El futuro que nos espera cuando pase el coronavirus

El retorno de delfines, garzas y alcatraces es elocuente sobre la posibilidad de un mundo que cuide la naturaleza después de la pandemia.

El retorno de delfines, garzas y alcatraces es elocuente sobre la posibilidad de un mundo que cuide la naturaleza después de la pandemia.

Foto:RICARDO MALDONADO ROZO. EFE

Nunca antes, a lo largo de nuestra historia, los colombianos habíamos estado tan unidos como ahora.

Juan Gossain
En medio de la cuarentena estoy acostado, bocarriba, tratando de resolver un crucigrama.
De repente timbra el celular de mi mujer. Ella lo enciende y lo pone en parlante para escuchar mejor. Se oye la voz de nuestra amiga Ximena Rojas, que vive entre las murallas coloniales de Cartagena.
“Si vieras lo que estoy viendo” –exclama Ximena, con un acento tan emocionado que parece una canción–. En mi terraza hay una tortolita empollando dos huevos. Por aquí nunca se había visto eso. Ya te mando una foto”.
En ese preciso instante miro por la ventana del dormitorio y veo tres delfines que retozan como niños en el agua azul de la bahía. Azul está ahora, porque hasta hace un mes era del mismo color que tiene el chocolate espeso.
La tortolita, los delfines, el agua cristalina: es la naturaleza, que está resucitando, limpia y risueña, ante la ausencia de seres humanos que la destruyen. ¿Seremos capaces de mantenerla así cuando se haya ido el virus?
Además, el encierro obligatorio, ordenado por el Gobierno, ha demostrado que a la gente hay que protegerle la salud aunque sea contra su propia voluntad.

- _TAREAS REQUERIDAS_:
1. Duplique fielmente el fragmento del texto seleccionado que comienza en las palabras "El futuro que" y concluye después de "resolver un crucigrama.".
2. Responda brevemente, según el texto seleccionado:
(a) ¿Dónde vive Ximena Rojas?
(b) ¿Cuántos delfines se ven desde la ventana del dormitorio?
(c) ¿Quién ordenó el encierro obligatorio?

- _SECCIÓN DE DATOS_:
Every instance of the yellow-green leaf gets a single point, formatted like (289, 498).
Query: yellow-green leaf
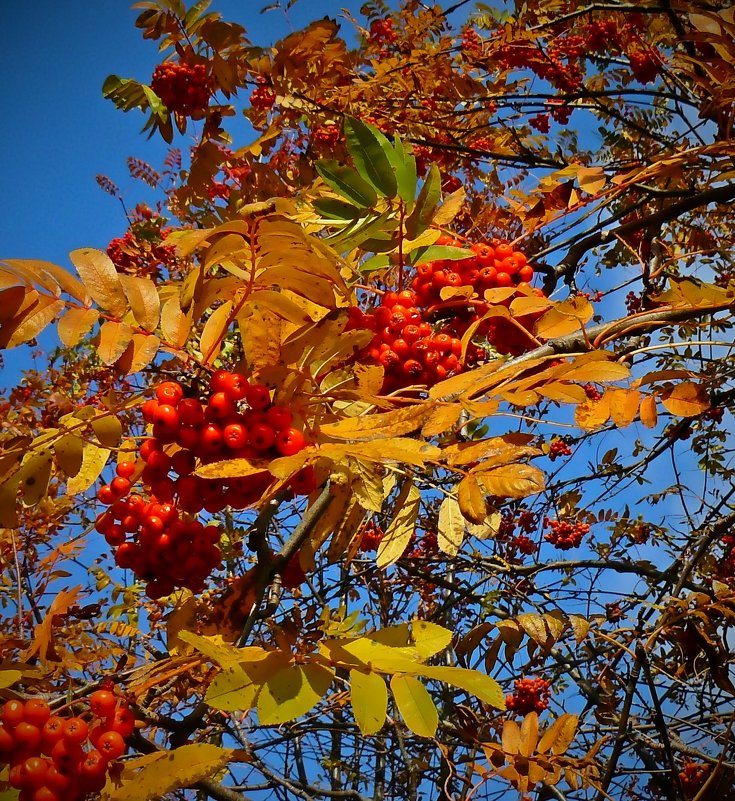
(151, 777)
(686, 399)
(232, 690)
(415, 705)
(401, 527)
(451, 527)
(74, 324)
(512, 480)
(472, 681)
(93, 461)
(100, 279)
(144, 301)
(292, 692)
(369, 697)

- _RESPUESTAS_:
1.
El futuro que nos espera cuando pase el coronavirus

El retorno de delfines, garzas y alcatraces es elocuente sobre la posibilidad de un mundo que cuide la naturaleza después de la pandemia.

El retorno de delfines, garzas y alcatraces es elocuente sobre la posibilidad de un mundo que cuide la naturaleza después de la pandemia.

Foto:RICARDO MALDONADO ROZO. EFE

Nunca antes, a lo largo de nuestra historia, los colombianos habíamos estado tan unidos como ahora.

Juan Gossain
En medio de la cuarentena estoy acostado, bocarriba, tratando de resolver un crucigrama.

2.
(a) Entre las murallas coloniales de Cartagena.
(b) Tres.
(c) El Gobierno.